__Extract provided__.
_ _ _ _ _ _ _
In 2011, Steve Gleason was diagnosed with Amyotrophic lateral sclerosis (ALS), often referred to as Lou Gehrig's Disease—a rare and incurable neurodegenerative disease that slowly robs the person afflicted of his or her motor functions, including eventually breathing—ultimately resulting in death.

==Production==

Gleason and filmmaker Sean Pamphilon, who had directed Run Ricky Run, an ESPN profile of former Saints and Dolphins running back Ricky Williams, agreed to collaborate on a documentary profiling Gleason and his experiences with the illness. Shortly thereafter Gleason found out that his wife, Michel Rae Varisco, was pregnant with their son, Rivers, and she and their son factor heavily in the documentary as it depicts the life of their family and the role of his disease in shaping it. Pamphilon, who was biding time between New Orleans and his home in Seattle, followed the family around with a hand-held camera, and eventually, due to the logistical difficulty of proving adequate coverage, brought in Ty Minton-Small, a recent college graduate, as a second cameraman to help capture footage. Minton-Small and the Gleason family developed a strong rapport, with the Gleasons allowing Minton-Small to film the birth of their son, Rivers.

During production, the unit found themselves in the center of a controversy concerning former Saints defensive coordinator Gregg Williams, who was accused of offering players bounties as a reward for injuring players on opposing teams during games. Pamphilon recorded a team meeting in which Williams urged players to "kill the fucking head." Pamphilon, who became concerned about traumatic brain injuries in football, decided that the audio should be made public. In April 2012, a month after the NFL made the situation involving Williams and his staff public, Pamphilon released excerpts from the meeting without Gleason's permission, effectively ending their relationship and his role in the project. Ty Minton-Small and David Lee, who had been hired as Pamphilon's assistants earlier that year continued to follow the family for the remainder of the shooting. According to Gleason, the crew and his family became very close:
Ty and David more or less lived and traveled with us," Gleason wrote Gambit in an email interview "They did caretaking for me, and are like uncles to Rivers. ... Ultimately, they weren't outside filmmakers filming our family. We were a team, working together on a mutual project. Ty and David are family to us.
_ _ _ _ _ _ _
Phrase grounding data
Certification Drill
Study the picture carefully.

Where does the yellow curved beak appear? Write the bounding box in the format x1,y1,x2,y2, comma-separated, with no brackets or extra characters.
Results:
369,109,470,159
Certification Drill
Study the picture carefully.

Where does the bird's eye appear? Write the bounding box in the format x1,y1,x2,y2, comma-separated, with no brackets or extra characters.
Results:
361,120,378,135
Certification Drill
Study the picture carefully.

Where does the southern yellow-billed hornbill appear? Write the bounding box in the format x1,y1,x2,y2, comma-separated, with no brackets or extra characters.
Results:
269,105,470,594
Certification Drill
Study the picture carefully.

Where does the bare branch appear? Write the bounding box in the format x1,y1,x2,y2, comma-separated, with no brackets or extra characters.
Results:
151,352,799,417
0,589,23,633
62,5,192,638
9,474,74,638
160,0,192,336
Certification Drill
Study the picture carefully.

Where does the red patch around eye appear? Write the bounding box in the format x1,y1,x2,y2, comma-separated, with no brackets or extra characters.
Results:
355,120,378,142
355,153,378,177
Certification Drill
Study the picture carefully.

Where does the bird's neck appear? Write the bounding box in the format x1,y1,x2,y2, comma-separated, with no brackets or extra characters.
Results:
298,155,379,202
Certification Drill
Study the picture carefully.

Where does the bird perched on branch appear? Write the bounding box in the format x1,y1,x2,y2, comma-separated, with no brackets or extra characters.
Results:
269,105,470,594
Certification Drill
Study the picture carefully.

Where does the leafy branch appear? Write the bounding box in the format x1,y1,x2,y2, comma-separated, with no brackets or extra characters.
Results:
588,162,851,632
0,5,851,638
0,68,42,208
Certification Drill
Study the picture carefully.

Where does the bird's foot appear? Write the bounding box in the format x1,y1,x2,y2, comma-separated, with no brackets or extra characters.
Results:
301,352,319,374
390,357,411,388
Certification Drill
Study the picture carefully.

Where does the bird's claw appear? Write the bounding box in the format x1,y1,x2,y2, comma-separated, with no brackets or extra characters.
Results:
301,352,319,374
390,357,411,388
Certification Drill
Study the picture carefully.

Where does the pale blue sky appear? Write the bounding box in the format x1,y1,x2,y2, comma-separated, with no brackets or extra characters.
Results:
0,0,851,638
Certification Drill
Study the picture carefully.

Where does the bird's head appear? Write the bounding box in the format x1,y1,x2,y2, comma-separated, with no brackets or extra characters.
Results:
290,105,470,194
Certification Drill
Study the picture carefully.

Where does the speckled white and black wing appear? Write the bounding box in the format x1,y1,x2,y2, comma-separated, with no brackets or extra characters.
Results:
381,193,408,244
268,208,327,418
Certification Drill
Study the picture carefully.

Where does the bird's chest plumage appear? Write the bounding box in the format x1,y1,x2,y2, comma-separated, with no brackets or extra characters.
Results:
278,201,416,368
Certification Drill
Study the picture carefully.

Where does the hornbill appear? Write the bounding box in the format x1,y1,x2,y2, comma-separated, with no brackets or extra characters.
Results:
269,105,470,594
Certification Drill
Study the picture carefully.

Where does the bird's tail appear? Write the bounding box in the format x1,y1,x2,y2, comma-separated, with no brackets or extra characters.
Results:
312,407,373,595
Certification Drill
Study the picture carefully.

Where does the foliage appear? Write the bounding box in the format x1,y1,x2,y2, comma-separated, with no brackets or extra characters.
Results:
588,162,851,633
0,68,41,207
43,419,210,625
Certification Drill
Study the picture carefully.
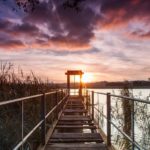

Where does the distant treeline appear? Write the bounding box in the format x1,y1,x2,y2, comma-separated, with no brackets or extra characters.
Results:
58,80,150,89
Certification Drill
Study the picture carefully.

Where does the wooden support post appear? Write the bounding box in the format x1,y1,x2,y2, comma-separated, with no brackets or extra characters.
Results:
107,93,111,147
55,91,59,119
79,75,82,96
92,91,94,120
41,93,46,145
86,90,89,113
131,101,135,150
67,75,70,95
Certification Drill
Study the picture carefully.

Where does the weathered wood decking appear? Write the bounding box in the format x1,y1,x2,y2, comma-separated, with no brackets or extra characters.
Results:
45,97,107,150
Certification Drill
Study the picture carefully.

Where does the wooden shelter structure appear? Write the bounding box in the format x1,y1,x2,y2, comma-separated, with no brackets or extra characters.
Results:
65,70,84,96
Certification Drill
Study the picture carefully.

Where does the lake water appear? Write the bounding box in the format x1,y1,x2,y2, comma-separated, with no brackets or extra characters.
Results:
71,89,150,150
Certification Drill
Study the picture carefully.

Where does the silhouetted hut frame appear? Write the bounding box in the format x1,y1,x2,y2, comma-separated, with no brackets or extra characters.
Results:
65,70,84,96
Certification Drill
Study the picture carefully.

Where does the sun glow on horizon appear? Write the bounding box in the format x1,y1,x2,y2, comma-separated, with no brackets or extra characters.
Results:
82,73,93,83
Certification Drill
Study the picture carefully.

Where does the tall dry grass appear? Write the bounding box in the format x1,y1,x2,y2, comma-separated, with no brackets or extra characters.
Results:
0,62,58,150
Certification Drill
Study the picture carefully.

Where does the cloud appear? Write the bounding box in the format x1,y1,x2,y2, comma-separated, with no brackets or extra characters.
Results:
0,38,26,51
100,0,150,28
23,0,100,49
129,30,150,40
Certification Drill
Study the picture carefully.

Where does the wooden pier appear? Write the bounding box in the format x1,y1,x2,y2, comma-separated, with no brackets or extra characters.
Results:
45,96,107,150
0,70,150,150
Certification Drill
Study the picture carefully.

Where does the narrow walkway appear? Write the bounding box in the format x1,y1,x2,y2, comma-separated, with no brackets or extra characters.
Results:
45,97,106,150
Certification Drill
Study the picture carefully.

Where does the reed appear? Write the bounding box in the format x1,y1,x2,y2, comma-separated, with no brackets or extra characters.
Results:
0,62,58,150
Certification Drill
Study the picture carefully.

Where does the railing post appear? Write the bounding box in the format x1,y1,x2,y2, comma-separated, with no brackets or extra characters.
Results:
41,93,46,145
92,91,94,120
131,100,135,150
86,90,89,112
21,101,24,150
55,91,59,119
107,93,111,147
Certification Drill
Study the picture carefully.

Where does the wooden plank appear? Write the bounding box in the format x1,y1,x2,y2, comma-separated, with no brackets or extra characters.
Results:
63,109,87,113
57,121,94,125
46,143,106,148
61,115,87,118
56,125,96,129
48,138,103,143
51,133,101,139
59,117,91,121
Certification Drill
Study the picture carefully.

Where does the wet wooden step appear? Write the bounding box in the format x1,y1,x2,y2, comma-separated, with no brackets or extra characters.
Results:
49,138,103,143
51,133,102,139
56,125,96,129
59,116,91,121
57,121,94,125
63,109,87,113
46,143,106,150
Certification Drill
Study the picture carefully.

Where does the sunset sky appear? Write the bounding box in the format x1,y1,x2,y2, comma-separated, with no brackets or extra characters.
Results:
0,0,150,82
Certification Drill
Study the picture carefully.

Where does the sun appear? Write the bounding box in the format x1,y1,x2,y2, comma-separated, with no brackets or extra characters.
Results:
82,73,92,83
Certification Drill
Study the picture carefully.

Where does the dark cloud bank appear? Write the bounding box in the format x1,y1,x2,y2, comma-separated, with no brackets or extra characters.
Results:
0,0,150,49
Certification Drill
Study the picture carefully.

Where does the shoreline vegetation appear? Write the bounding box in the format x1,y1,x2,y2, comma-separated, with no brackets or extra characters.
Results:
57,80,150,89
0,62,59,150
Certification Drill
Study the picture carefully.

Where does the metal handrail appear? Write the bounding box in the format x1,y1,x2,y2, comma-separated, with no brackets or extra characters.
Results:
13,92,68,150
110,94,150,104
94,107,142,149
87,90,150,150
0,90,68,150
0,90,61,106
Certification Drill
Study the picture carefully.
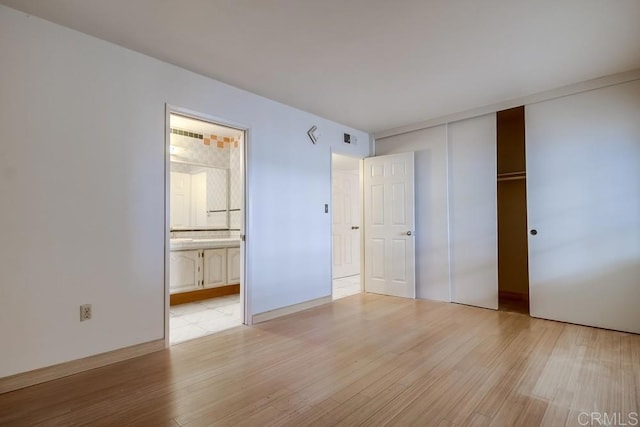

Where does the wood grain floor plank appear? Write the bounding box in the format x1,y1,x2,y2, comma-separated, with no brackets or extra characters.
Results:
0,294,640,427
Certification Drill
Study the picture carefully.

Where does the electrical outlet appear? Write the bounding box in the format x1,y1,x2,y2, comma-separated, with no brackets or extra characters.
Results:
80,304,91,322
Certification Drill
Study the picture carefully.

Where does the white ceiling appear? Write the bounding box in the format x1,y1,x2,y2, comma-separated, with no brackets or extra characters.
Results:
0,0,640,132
_ _ _ _ _ _ _
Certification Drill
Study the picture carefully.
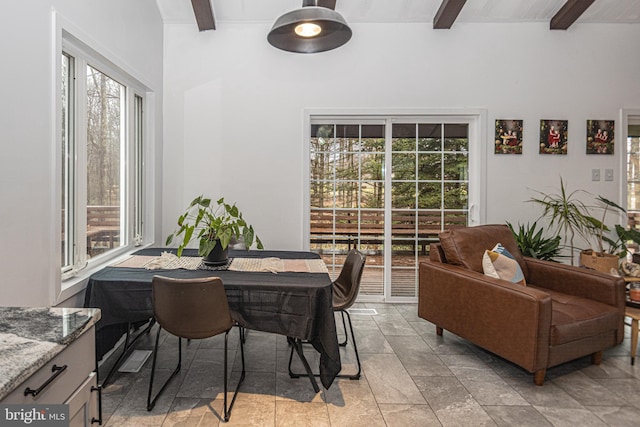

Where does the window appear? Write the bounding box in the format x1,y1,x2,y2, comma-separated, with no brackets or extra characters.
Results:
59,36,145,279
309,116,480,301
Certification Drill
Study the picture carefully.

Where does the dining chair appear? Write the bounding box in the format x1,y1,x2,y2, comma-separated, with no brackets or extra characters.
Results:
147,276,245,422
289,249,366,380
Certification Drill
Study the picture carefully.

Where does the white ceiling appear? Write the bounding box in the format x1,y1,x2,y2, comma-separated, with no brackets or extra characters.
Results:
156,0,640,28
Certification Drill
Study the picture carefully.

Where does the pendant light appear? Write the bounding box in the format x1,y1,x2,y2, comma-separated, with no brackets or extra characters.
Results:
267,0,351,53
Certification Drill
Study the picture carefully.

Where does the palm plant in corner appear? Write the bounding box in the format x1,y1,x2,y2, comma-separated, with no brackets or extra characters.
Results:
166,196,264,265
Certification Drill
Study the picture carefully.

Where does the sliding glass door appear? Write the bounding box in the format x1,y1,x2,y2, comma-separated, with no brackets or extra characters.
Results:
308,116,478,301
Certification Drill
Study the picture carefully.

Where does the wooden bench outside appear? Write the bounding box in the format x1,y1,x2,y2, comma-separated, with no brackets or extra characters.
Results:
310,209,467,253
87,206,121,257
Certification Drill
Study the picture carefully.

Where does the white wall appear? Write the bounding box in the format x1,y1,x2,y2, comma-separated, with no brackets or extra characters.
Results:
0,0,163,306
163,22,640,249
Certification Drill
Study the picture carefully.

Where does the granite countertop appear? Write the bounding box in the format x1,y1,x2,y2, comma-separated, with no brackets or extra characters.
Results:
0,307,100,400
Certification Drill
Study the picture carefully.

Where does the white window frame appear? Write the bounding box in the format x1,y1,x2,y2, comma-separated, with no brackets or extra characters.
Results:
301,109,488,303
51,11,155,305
_ _ _ _ _ _ _
__Explore the material__.
(a) In the Gleason documentary extract, whom did Pamphilon bring in as a second cameraman?
(b) Reproduce the stretch of the Gleason documentary extract from "In 2011, Steve" through "resulting in death.".

__Task-by-task outputs__.
(a) Ty Minton-Small, a recent college graduate.

(b)
In 2011, Steve Gleason was diagnosed with Amyotrophic lateral sclerosis (ALS), often referred to as Lou Gehrig's Disease—a rare and incurable neurodegenerative disease that slowly robs the person afflicted of his or her motor functions, including eventually breathing—ultimately resulting in death.